**Exercise details:**
Each line of the records below that contains "neck" needs to be copied.

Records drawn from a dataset
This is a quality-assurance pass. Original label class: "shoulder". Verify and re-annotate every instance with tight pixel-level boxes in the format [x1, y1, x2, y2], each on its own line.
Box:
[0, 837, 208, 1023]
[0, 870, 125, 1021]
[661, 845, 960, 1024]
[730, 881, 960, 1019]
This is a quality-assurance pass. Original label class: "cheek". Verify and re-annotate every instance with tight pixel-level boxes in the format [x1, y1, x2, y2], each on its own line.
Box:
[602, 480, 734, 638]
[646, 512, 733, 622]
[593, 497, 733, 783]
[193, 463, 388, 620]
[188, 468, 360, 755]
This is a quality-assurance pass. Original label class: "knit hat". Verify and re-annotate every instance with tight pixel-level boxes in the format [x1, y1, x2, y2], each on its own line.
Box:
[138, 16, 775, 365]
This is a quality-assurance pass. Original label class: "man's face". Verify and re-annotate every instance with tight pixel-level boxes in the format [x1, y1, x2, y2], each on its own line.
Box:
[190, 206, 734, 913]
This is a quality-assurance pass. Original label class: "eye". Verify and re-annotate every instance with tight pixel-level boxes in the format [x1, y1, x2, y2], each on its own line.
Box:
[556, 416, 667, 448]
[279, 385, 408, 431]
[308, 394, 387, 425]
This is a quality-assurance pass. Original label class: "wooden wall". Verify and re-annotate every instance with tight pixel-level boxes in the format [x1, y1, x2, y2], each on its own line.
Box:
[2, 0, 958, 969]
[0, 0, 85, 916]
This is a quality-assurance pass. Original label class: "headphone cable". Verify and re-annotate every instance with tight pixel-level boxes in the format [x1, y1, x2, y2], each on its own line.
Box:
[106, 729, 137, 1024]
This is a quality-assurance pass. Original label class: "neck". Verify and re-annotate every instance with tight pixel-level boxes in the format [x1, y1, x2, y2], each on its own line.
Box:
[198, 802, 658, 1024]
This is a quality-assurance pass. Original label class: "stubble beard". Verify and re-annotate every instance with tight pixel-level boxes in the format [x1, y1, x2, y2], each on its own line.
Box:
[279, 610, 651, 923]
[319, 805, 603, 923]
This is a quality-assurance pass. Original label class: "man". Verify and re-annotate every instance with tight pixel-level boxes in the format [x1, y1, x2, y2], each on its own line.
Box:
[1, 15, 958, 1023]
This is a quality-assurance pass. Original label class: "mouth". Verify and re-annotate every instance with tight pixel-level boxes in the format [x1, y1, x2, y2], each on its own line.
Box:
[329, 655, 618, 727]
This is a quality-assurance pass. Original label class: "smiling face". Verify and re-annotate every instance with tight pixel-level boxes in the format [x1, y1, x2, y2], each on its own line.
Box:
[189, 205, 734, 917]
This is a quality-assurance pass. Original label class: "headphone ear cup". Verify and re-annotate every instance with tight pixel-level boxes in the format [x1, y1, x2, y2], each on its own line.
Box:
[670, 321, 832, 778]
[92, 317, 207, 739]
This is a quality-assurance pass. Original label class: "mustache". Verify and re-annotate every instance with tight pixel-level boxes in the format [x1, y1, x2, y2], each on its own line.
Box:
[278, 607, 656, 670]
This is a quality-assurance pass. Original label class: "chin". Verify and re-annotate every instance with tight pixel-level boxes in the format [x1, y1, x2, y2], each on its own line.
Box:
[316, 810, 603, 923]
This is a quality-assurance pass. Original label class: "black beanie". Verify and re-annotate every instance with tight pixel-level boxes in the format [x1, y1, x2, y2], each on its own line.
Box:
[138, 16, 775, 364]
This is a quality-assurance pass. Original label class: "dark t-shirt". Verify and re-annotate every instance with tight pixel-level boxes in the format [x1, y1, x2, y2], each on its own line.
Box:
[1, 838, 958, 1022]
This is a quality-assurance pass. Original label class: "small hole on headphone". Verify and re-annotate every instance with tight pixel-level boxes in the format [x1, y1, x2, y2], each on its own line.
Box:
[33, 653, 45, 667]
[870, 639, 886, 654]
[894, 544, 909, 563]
...
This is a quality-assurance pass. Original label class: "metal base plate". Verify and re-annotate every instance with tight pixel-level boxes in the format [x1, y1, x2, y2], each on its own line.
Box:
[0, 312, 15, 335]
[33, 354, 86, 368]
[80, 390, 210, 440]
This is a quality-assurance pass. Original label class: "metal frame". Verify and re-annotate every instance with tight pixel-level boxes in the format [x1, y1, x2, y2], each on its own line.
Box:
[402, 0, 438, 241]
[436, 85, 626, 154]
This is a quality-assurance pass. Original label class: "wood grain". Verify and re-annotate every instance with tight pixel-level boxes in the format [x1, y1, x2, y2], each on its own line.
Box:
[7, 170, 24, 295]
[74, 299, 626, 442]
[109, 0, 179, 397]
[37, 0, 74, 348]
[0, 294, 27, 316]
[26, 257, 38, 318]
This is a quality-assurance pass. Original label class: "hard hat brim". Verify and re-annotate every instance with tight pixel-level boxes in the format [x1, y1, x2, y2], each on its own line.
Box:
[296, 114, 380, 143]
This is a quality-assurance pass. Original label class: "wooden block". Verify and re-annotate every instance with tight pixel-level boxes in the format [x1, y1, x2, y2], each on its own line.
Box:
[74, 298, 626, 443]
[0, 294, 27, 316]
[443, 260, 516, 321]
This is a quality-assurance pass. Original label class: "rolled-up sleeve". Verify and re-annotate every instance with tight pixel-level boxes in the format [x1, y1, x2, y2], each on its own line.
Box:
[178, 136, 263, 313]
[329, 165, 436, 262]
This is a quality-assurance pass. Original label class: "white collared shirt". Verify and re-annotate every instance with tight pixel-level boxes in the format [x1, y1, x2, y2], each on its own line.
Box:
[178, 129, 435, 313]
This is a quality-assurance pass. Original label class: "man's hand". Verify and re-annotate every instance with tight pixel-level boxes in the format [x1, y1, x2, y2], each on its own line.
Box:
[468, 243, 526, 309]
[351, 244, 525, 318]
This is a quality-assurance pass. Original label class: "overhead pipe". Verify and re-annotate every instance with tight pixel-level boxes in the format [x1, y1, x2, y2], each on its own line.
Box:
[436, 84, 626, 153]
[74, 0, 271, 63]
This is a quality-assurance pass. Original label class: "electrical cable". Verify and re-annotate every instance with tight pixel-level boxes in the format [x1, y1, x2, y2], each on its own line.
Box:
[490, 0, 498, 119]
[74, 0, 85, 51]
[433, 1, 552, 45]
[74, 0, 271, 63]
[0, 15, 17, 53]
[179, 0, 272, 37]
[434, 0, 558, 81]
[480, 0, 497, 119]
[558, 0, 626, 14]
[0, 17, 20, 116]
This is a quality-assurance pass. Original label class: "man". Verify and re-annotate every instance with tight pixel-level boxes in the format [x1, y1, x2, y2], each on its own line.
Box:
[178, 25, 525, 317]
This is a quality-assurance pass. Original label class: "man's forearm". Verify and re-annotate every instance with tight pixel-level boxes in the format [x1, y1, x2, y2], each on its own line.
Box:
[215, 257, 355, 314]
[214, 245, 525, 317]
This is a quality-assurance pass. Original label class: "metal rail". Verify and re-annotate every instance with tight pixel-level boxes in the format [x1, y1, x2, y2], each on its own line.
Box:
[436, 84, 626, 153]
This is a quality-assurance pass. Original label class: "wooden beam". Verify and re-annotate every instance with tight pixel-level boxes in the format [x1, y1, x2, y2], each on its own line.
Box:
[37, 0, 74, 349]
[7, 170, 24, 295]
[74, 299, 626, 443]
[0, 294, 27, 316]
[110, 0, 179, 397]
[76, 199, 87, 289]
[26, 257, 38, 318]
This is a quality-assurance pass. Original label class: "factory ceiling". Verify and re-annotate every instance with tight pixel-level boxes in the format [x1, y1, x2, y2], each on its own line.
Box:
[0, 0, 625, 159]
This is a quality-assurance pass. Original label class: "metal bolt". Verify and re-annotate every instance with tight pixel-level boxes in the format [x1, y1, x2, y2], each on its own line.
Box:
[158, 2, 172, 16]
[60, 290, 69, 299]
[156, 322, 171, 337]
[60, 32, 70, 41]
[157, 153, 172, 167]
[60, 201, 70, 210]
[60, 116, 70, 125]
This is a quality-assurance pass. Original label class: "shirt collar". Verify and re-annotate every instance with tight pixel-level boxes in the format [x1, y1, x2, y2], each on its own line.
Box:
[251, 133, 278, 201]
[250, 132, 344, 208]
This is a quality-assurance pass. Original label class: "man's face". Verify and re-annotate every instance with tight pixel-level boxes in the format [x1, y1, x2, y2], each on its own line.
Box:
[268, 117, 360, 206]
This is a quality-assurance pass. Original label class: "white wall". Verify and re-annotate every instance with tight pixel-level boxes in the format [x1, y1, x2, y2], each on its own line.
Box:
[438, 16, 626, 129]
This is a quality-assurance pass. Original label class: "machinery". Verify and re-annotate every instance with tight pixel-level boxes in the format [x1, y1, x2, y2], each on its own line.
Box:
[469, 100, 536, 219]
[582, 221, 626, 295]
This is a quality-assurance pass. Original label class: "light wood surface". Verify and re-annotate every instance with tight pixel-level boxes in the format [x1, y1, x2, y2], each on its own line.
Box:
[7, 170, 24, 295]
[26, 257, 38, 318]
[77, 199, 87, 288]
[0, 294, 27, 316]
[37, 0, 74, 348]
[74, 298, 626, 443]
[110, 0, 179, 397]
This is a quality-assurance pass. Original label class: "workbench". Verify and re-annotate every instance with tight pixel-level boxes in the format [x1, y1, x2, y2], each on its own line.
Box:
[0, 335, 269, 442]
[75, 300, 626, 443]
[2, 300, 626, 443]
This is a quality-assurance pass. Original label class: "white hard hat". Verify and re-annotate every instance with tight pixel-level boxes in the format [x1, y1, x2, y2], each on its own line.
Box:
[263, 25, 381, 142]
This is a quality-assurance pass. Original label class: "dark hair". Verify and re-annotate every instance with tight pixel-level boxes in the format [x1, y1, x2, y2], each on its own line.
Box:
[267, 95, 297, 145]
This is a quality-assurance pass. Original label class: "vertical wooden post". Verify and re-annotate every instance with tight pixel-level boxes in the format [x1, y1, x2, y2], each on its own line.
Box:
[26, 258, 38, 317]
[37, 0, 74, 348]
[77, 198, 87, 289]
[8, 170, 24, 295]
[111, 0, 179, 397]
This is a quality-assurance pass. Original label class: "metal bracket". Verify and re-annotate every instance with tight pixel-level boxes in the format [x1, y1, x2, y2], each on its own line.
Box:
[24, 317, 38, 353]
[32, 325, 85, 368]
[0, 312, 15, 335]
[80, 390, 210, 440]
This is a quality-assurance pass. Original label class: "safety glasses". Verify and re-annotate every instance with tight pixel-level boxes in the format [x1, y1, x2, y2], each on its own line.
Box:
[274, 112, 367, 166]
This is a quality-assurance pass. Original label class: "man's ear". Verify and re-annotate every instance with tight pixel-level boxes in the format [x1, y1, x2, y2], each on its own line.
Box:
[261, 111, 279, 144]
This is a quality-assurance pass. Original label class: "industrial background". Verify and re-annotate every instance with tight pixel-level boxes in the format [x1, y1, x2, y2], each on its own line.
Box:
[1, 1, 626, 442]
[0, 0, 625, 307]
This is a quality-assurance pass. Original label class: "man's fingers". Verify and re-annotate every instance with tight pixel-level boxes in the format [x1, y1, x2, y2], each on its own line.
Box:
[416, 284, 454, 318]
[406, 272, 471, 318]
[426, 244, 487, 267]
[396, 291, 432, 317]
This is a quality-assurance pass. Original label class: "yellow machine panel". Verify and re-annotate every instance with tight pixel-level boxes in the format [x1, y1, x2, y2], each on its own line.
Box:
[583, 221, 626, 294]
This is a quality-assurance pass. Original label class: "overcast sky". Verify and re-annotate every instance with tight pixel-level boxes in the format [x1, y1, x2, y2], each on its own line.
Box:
---
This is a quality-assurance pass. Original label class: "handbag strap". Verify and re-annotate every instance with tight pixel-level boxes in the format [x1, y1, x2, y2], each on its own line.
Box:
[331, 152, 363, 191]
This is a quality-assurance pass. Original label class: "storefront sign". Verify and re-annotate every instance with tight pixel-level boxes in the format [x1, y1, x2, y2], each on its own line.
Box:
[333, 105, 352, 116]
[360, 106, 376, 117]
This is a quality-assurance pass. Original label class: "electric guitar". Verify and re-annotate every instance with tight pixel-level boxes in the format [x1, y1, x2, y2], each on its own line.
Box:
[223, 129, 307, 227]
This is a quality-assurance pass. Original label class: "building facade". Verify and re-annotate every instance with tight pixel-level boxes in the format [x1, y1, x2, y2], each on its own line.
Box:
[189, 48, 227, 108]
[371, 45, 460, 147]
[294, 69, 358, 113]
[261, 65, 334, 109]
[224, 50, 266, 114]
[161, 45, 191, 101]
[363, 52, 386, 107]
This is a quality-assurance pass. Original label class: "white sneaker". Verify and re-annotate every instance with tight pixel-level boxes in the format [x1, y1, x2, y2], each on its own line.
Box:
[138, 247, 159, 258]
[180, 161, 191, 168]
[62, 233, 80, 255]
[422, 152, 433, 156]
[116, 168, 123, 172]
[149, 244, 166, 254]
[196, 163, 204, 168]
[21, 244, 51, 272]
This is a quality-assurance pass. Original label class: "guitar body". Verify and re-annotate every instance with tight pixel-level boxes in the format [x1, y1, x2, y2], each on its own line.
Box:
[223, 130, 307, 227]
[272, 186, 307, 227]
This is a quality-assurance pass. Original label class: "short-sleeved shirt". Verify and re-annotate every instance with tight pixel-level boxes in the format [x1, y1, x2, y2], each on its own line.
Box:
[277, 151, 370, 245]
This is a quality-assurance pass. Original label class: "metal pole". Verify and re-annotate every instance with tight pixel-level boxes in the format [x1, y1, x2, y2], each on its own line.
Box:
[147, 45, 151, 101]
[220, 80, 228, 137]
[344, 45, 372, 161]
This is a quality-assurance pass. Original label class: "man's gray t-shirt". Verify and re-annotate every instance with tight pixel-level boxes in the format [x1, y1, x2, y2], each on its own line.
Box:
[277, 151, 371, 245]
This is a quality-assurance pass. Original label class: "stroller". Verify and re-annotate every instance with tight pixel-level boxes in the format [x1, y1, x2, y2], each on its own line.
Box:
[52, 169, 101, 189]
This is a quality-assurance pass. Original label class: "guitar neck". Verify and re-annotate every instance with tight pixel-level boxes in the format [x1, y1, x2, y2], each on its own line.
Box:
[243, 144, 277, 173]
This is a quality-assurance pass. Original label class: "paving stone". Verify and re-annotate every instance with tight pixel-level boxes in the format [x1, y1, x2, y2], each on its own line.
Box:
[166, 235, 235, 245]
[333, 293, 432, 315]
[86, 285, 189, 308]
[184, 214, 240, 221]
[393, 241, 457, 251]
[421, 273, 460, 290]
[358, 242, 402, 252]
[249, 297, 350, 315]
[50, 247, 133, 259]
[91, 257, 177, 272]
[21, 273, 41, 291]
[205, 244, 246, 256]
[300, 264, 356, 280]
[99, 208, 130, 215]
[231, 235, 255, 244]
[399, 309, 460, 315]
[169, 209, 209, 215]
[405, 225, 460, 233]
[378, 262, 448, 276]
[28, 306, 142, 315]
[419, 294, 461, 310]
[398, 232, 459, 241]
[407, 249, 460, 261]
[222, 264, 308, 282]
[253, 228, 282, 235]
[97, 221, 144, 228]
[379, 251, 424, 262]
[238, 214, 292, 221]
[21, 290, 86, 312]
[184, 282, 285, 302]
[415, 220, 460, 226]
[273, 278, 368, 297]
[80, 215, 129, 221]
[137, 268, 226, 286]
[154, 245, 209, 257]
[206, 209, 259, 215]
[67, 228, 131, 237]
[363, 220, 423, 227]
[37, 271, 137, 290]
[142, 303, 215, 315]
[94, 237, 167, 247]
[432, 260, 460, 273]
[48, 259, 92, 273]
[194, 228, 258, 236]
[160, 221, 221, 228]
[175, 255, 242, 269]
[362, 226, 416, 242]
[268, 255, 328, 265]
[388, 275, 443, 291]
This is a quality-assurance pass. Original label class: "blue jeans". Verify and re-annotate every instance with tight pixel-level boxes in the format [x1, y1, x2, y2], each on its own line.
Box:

**Solution to this exercise:**
This is a quality-assurance pass. Original label class: "neck". Verify and re-annotate every instance with tight pixel-level boxes in the format [x1, y1, x2, y2], each on its own line.
This is a quality-assurance pass. Original label class: "guitar neck". Verify and re-annotate every instance with tight pixel-level boxes in the format [x1, y1, x2, y2], each on its own line.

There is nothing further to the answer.